** Begin PROVIDED RECORDS **

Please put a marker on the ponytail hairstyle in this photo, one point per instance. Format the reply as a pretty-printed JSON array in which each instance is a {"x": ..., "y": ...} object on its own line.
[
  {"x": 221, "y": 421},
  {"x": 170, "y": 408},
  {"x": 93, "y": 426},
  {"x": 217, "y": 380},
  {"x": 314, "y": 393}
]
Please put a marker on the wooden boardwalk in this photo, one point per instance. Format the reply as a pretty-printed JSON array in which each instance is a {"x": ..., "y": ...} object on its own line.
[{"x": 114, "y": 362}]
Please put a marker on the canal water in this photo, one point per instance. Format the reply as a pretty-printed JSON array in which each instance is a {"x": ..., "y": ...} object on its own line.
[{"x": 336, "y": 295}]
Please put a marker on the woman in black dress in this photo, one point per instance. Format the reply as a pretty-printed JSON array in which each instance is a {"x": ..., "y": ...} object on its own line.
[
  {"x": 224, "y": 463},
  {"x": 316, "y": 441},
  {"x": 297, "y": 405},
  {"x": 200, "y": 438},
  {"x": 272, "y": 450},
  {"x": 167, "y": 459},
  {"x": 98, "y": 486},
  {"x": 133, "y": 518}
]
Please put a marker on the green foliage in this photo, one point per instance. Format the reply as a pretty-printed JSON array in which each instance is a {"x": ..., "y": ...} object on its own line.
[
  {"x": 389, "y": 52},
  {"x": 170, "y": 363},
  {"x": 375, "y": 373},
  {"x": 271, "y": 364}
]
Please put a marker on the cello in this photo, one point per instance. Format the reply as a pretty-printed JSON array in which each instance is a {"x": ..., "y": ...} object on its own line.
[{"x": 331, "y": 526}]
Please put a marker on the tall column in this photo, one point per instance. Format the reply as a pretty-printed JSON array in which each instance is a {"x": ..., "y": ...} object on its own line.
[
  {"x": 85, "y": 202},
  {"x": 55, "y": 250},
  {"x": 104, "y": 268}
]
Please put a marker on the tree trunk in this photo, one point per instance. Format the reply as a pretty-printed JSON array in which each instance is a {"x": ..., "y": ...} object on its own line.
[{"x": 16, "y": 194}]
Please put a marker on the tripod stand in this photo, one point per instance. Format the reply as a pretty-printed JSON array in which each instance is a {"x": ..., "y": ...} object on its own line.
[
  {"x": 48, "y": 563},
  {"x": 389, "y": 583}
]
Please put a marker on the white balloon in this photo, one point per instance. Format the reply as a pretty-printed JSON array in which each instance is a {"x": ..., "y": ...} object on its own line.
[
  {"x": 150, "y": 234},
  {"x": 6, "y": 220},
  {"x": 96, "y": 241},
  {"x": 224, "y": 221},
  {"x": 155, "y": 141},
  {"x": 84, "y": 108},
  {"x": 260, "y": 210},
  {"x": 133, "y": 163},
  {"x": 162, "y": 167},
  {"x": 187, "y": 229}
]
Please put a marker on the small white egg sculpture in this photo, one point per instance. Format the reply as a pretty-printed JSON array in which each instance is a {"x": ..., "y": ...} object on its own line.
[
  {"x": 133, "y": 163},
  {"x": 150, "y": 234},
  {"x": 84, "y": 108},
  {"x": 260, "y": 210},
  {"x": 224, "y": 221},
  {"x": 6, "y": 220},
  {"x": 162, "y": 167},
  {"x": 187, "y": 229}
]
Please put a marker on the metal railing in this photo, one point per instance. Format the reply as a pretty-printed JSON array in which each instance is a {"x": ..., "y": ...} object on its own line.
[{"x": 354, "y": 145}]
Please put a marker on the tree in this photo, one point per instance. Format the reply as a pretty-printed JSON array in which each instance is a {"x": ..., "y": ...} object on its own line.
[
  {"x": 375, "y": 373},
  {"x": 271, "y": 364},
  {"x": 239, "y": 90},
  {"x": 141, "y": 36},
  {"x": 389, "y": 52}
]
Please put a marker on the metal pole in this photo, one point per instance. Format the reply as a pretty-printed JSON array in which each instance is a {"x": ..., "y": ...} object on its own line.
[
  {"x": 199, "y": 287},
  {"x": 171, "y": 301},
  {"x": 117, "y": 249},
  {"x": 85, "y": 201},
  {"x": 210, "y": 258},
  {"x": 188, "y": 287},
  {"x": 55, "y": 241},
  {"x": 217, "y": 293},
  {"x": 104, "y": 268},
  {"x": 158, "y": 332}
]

** End PROVIDED RECORDS **

- EXERCISE PROMPT
Reproduce every line from the one containing "Please put a marker on the tripod" through the end of the entries, both ends included and requests kept as they are. Shift each x and y coordinate in the answers up by 26.

- RESULT
Please put a marker on the tripod stand in this photo, one point per instance. Format the reply as a pretty-printed JSON array in which each instance is a {"x": ..., "y": ...} object on its own line.
[
  {"x": 74, "y": 589},
  {"x": 415, "y": 609}
]
Please put a marker on the white balloon in this photo, one point per instance. Format the reply as a pretty-printed JSON array in which each instance is a {"x": ..., "y": ...} object on its own line.
[
  {"x": 176, "y": 260},
  {"x": 32, "y": 246},
  {"x": 122, "y": 267},
  {"x": 250, "y": 247},
  {"x": 181, "y": 167},
  {"x": 110, "y": 134},
  {"x": 286, "y": 236},
  {"x": 159, "y": 189},
  {"x": 188, "y": 193},
  {"x": 213, "y": 255}
]
Please put a marker on the small white egg sculpture in this photo, one point per instance. Format the reply as a pretty-printed JSON array in which each instance is a {"x": ..., "y": ...} object on its own line.
[
  {"x": 159, "y": 189},
  {"x": 176, "y": 260},
  {"x": 110, "y": 134},
  {"x": 286, "y": 236},
  {"x": 250, "y": 247},
  {"x": 32, "y": 246},
  {"x": 188, "y": 193},
  {"x": 213, "y": 255}
]
Please put a marker on the metal railing in this photo, one point per instance. Format the reply as a pretty-printed JSON array in which each instance is a {"x": ..., "y": ...} object on its own line.
[{"x": 380, "y": 171}]
Please put a marker on the tree in this photo, one point per instance. Format the reply as a pretty-printed JSON array in which each instance is a {"x": ..., "y": ...} object on its own line.
[
  {"x": 401, "y": 399},
  {"x": 297, "y": 390},
  {"x": 265, "y": 116},
  {"x": 167, "y": 62},
  {"x": 415, "y": 78}
]
Please put a marker on the metal pole in this photo, one point per instance. Format the reply as a pretty-printed JSON array in which each instance is a {"x": ..., "y": ...} object on its own line.
[
  {"x": 225, "y": 313},
  {"x": 197, "y": 327},
  {"x": 143, "y": 275},
  {"x": 111, "y": 227},
  {"x": 236, "y": 284},
  {"x": 214, "y": 313},
  {"x": 81, "y": 267},
  {"x": 243, "y": 319},
  {"x": 130, "y": 294},
  {"x": 184, "y": 358}
]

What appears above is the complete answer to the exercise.